→ Items from a labeling collection:
┏━━

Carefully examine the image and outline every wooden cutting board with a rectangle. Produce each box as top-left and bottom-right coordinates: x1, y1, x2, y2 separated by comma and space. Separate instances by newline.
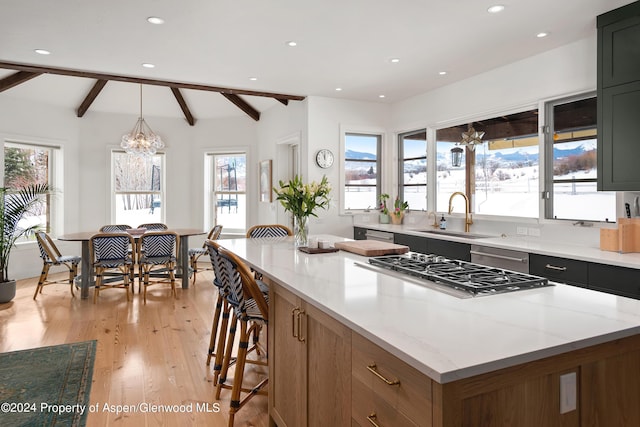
333, 240, 409, 256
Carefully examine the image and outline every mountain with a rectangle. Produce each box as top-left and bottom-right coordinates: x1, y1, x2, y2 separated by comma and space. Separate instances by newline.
344, 150, 376, 160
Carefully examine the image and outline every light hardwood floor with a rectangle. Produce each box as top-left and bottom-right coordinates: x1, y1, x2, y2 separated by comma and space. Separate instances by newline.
0, 271, 268, 427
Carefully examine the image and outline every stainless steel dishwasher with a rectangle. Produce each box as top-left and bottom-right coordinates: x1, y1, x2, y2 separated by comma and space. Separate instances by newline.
471, 245, 529, 273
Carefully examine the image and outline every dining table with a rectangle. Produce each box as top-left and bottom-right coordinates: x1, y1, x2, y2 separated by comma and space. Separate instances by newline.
58, 228, 207, 299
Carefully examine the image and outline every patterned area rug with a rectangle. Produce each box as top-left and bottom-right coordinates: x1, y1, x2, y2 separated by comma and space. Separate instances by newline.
0, 340, 96, 426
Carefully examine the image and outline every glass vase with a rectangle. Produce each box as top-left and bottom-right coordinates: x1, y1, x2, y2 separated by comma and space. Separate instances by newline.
293, 216, 309, 248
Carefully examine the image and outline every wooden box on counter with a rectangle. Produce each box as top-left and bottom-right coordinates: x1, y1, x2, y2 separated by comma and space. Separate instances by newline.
600, 218, 640, 253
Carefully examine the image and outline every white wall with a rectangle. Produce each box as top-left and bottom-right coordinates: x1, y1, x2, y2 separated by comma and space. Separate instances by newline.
252, 100, 308, 226
391, 32, 597, 131
0, 96, 257, 279
305, 97, 391, 241
0, 36, 616, 278
391, 36, 599, 246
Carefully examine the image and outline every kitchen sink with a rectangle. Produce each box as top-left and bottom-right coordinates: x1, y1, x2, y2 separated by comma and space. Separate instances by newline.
414, 229, 496, 239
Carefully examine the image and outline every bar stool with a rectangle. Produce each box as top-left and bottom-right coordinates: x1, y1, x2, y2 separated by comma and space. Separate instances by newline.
216, 247, 269, 427
247, 224, 293, 239
205, 240, 269, 398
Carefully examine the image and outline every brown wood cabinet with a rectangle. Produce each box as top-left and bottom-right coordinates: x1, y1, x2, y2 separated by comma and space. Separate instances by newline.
351, 332, 433, 427
269, 284, 351, 427
269, 284, 640, 427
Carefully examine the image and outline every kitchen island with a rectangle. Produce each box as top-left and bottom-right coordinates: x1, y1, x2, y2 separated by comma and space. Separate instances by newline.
220, 236, 640, 427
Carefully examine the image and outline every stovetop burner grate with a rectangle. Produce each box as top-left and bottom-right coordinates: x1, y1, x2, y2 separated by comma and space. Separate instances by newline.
369, 252, 551, 296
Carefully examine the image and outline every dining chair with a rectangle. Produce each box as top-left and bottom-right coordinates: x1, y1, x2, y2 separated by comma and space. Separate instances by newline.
189, 225, 222, 285
100, 224, 131, 233
247, 224, 293, 239
216, 247, 269, 427
138, 222, 169, 231
33, 231, 82, 300
89, 233, 135, 304
138, 230, 180, 304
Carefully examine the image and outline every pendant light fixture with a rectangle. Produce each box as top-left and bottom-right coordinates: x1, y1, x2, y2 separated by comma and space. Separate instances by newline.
120, 85, 164, 156
460, 124, 484, 151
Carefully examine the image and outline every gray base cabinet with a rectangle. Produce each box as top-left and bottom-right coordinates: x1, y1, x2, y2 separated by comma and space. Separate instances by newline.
529, 254, 588, 288
393, 233, 471, 261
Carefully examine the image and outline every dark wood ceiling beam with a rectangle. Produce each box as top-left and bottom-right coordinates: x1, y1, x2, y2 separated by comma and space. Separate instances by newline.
0, 71, 42, 92
222, 92, 260, 122
171, 87, 196, 126
0, 61, 305, 102
76, 80, 107, 117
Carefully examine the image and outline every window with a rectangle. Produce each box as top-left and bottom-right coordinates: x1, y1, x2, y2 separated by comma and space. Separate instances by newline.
208, 153, 247, 234
342, 133, 382, 210
398, 129, 427, 210
111, 151, 164, 227
543, 94, 616, 221
4, 142, 60, 237
436, 109, 540, 218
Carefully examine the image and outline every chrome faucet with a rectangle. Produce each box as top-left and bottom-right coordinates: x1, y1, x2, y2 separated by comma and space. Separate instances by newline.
449, 191, 473, 233
427, 211, 440, 228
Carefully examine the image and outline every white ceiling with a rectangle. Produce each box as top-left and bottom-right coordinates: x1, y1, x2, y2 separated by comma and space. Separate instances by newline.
0, 0, 632, 120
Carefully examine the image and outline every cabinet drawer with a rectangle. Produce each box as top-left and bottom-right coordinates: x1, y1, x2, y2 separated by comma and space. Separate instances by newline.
589, 263, 640, 299
351, 380, 418, 427
351, 333, 432, 426
529, 254, 587, 286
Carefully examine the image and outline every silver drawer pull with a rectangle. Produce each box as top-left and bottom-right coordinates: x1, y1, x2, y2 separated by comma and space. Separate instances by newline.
469, 251, 527, 262
367, 412, 380, 427
367, 363, 400, 385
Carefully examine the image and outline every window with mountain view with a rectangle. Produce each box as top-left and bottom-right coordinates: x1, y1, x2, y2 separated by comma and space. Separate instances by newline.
544, 94, 616, 221
4, 142, 59, 237
436, 109, 540, 218
398, 129, 427, 210
342, 133, 382, 210
208, 153, 247, 234
111, 151, 164, 227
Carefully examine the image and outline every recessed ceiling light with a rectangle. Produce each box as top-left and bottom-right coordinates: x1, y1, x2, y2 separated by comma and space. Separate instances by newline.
147, 16, 164, 25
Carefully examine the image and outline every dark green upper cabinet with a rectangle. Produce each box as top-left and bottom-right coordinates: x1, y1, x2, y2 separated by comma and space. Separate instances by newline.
598, 2, 640, 191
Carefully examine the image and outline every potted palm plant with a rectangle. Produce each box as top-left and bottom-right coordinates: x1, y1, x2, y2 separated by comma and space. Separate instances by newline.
0, 184, 50, 303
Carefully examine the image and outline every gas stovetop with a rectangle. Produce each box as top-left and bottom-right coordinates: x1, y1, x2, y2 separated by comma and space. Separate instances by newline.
369, 252, 553, 296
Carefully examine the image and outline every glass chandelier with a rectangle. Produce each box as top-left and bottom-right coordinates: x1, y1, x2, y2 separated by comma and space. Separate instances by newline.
120, 85, 164, 156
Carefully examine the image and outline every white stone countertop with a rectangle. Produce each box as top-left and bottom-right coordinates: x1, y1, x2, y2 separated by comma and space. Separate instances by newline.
219, 236, 640, 383
354, 223, 640, 269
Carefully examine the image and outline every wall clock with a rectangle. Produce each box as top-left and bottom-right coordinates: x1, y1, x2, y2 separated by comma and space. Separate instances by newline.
316, 148, 333, 169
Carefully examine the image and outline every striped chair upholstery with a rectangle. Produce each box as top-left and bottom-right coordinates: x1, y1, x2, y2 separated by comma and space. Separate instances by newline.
138, 222, 169, 231
247, 224, 293, 239
33, 231, 82, 300
89, 233, 134, 304
100, 224, 131, 233
205, 240, 269, 385
138, 231, 180, 304
216, 247, 269, 426
189, 225, 222, 285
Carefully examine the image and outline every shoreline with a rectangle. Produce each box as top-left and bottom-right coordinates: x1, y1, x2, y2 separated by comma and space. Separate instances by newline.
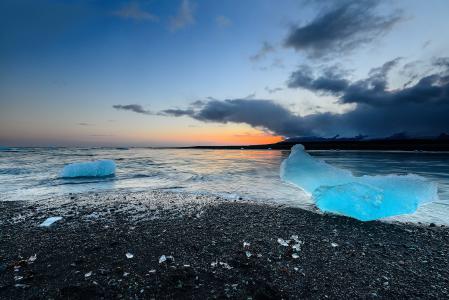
0, 191, 449, 299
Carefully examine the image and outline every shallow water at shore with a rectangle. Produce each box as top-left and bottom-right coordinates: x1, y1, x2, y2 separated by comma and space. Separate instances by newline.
0, 148, 449, 224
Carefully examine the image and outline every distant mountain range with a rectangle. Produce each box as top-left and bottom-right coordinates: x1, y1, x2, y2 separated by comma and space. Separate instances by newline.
184, 132, 449, 151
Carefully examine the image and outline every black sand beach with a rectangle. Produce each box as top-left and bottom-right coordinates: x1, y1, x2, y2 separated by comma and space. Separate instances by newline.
0, 192, 449, 299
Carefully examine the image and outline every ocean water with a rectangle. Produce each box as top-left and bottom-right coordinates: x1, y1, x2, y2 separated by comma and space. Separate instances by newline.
0, 148, 449, 225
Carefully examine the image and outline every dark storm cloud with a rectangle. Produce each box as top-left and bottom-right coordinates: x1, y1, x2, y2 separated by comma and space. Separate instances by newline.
112, 104, 151, 115
287, 66, 349, 94
285, 0, 401, 58
162, 58, 449, 137
158, 108, 195, 117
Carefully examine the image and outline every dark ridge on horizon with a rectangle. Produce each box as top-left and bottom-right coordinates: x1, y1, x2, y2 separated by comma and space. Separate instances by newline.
177, 133, 449, 151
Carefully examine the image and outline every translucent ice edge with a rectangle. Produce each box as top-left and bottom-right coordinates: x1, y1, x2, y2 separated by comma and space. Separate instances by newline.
60, 159, 115, 178
281, 144, 438, 221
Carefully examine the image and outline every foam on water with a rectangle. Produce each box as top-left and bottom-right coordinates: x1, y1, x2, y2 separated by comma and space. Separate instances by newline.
0, 148, 449, 226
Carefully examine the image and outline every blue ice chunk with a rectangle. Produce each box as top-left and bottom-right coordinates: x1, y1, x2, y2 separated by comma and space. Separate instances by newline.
281, 145, 438, 221
281, 144, 352, 194
39, 217, 62, 227
60, 159, 115, 178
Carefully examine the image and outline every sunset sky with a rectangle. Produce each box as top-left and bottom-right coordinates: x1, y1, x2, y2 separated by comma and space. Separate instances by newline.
0, 0, 449, 146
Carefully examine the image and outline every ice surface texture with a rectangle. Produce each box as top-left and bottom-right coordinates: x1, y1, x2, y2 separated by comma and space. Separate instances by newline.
60, 159, 115, 178
281, 145, 438, 221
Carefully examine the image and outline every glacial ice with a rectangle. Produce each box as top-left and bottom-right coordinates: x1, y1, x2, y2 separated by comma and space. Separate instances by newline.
281, 144, 438, 221
60, 159, 115, 178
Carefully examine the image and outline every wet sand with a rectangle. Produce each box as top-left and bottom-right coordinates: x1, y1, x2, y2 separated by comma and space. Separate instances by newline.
0, 192, 449, 299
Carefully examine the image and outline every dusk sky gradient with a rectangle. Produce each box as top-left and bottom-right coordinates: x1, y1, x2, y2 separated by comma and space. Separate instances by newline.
0, 0, 449, 146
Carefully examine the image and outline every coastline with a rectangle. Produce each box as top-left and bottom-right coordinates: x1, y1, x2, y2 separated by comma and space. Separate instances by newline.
0, 191, 449, 299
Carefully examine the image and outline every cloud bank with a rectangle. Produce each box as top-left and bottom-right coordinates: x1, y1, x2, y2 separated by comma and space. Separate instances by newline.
285, 0, 402, 58
112, 104, 151, 115
169, 0, 195, 31
159, 58, 449, 137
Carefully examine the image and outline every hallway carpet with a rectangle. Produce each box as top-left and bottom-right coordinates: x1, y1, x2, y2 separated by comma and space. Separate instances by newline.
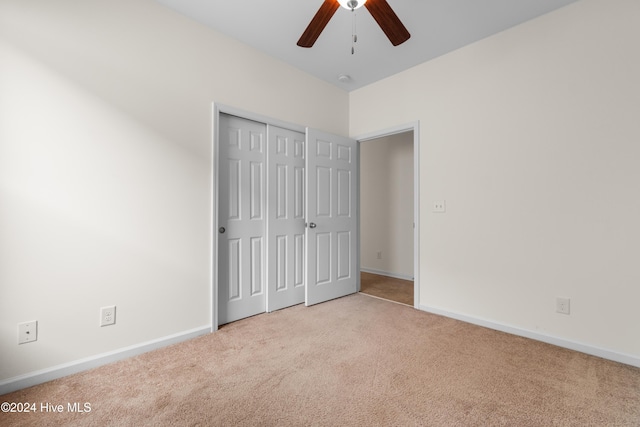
0, 294, 640, 427
360, 271, 413, 307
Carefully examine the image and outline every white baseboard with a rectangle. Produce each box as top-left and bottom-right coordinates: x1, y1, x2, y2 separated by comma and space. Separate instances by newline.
420, 305, 640, 368
0, 326, 211, 395
360, 267, 413, 280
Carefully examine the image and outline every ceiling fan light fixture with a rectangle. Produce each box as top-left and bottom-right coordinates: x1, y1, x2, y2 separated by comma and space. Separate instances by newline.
338, 0, 367, 10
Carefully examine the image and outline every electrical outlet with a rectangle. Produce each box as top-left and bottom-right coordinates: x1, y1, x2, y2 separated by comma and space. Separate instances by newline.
18, 320, 38, 344
432, 200, 447, 213
556, 297, 571, 314
100, 305, 116, 326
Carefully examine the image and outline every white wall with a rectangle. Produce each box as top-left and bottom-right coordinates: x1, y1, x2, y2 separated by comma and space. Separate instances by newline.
0, 0, 348, 383
360, 132, 413, 279
350, 0, 640, 364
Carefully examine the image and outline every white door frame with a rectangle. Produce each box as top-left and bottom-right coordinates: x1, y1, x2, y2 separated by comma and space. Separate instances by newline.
355, 121, 420, 309
209, 102, 306, 332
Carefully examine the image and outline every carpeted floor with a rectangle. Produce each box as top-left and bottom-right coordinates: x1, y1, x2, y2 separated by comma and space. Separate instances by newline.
360, 271, 413, 307
0, 294, 640, 427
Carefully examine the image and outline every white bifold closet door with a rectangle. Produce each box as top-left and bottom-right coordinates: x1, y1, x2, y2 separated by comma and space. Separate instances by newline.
217, 113, 358, 325
267, 125, 306, 311
218, 114, 267, 324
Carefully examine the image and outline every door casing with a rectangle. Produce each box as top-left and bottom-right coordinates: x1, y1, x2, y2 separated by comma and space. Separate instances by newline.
355, 121, 420, 309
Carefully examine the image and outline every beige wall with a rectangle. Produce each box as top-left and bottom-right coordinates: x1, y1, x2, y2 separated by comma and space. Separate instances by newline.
350, 0, 640, 363
360, 132, 413, 279
0, 0, 348, 383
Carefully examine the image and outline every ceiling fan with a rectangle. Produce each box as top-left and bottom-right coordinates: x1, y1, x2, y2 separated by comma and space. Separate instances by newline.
297, 0, 411, 47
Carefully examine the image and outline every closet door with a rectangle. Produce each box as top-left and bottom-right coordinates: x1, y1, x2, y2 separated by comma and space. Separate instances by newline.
267, 125, 306, 311
305, 129, 359, 305
218, 114, 267, 324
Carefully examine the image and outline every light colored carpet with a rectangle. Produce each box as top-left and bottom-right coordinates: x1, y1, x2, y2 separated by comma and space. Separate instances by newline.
0, 294, 640, 426
360, 271, 413, 307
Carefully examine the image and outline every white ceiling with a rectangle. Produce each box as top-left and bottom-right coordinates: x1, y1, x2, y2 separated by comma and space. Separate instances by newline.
156, 0, 576, 91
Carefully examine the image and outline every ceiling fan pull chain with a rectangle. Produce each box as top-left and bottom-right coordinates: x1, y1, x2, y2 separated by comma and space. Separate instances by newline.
351, 9, 358, 55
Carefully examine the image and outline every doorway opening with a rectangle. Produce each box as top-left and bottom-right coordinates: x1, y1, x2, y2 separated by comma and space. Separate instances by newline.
358, 122, 420, 307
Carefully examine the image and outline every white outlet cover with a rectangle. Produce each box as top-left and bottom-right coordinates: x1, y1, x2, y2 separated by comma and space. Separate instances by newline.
432, 200, 447, 213
18, 320, 38, 344
556, 297, 571, 314
100, 305, 116, 326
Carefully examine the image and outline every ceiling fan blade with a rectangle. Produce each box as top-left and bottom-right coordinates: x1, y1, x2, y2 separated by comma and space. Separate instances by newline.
364, 0, 411, 46
298, 0, 340, 47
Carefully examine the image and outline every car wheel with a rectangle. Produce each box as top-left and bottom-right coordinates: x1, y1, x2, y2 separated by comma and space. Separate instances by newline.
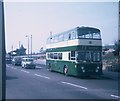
63, 65, 68, 75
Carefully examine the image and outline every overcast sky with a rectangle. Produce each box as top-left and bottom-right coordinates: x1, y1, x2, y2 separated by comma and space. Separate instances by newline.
5, 2, 118, 52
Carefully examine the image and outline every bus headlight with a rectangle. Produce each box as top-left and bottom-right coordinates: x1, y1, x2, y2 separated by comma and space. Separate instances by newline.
81, 67, 84, 69
97, 67, 100, 69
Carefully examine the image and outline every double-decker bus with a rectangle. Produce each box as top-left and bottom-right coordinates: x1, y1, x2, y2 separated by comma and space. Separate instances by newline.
46, 27, 103, 76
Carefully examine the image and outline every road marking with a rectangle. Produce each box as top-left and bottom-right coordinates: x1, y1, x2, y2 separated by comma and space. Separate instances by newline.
21, 70, 30, 73
34, 74, 50, 79
61, 81, 87, 89
110, 94, 120, 98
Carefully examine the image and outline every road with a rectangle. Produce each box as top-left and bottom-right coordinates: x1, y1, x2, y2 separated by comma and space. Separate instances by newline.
6, 60, 120, 99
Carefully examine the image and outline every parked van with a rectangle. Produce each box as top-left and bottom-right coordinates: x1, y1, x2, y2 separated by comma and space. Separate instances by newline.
12, 56, 22, 66
21, 58, 36, 69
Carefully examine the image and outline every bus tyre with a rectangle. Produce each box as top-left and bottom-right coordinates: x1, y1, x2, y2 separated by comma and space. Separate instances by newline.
49, 63, 52, 72
64, 67, 68, 75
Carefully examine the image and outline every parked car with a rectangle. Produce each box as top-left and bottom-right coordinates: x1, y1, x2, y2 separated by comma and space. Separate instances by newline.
21, 58, 36, 69
12, 56, 22, 66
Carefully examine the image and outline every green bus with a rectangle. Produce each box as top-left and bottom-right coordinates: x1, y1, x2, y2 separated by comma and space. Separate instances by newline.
46, 27, 103, 76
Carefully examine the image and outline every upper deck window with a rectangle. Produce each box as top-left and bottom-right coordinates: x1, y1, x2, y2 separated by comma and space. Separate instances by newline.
93, 33, 101, 39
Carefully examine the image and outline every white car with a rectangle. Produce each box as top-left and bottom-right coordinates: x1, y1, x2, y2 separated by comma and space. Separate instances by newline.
21, 58, 36, 69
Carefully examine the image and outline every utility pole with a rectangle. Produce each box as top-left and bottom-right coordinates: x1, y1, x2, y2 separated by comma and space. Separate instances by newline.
26, 35, 29, 57
31, 35, 32, 57
0, 0, 6, 101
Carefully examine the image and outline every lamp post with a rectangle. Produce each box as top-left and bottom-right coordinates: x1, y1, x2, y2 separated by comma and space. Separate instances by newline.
31, 35, 32, 57
26, 35, 29, 57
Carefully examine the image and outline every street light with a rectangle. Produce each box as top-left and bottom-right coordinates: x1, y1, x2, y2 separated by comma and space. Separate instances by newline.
26, 35, 29, 57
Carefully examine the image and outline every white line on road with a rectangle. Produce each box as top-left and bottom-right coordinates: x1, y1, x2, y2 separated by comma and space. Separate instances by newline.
34, 74, 50, 79
61, 81, 87, 89
110, 94, 120, 99
21, 70, 30, 73
11, 67, 17, 69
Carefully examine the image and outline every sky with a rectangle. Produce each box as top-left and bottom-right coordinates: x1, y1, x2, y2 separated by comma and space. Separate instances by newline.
4, 1, 118, 52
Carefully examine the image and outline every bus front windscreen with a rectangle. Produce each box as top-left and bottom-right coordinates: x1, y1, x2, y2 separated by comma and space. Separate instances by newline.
76, 52, 101, 62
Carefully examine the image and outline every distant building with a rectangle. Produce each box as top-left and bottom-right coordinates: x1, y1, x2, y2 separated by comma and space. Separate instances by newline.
8, 45, 26, 56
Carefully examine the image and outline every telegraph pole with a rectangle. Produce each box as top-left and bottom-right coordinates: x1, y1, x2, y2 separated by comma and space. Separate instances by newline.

┗━━

→ GIVEN TASK: Copy the listing word for word from its first line through the line that contains "0, 271, 268, 427", and leave out the pictures.

→ SOLUTION FOR THIS TASK:
Carefully examine the image and outline every wooden cutting board with a rectangle. Produce each box as top-left and bottom-right coordinates: x1, y1, x2, y2 separated by comma and space. Separate instances by newline.
333, 240, 409, 256
Carefully examine the image and outline every mountain with a rectangle. Produce each box as top-left and bottom-right coordinates: x1, y1, x2, y2 separated by comma and space. Separate instances by newline.
344, 150, 376, 160
Carefully examine the image and outline every light hardwood floor with a rectangle. Produce each box as top-left and bottom-right coordinates: x1, y1, x2, y2 separated by comma and space. Separate instances by newline.
0, 271, 268, 427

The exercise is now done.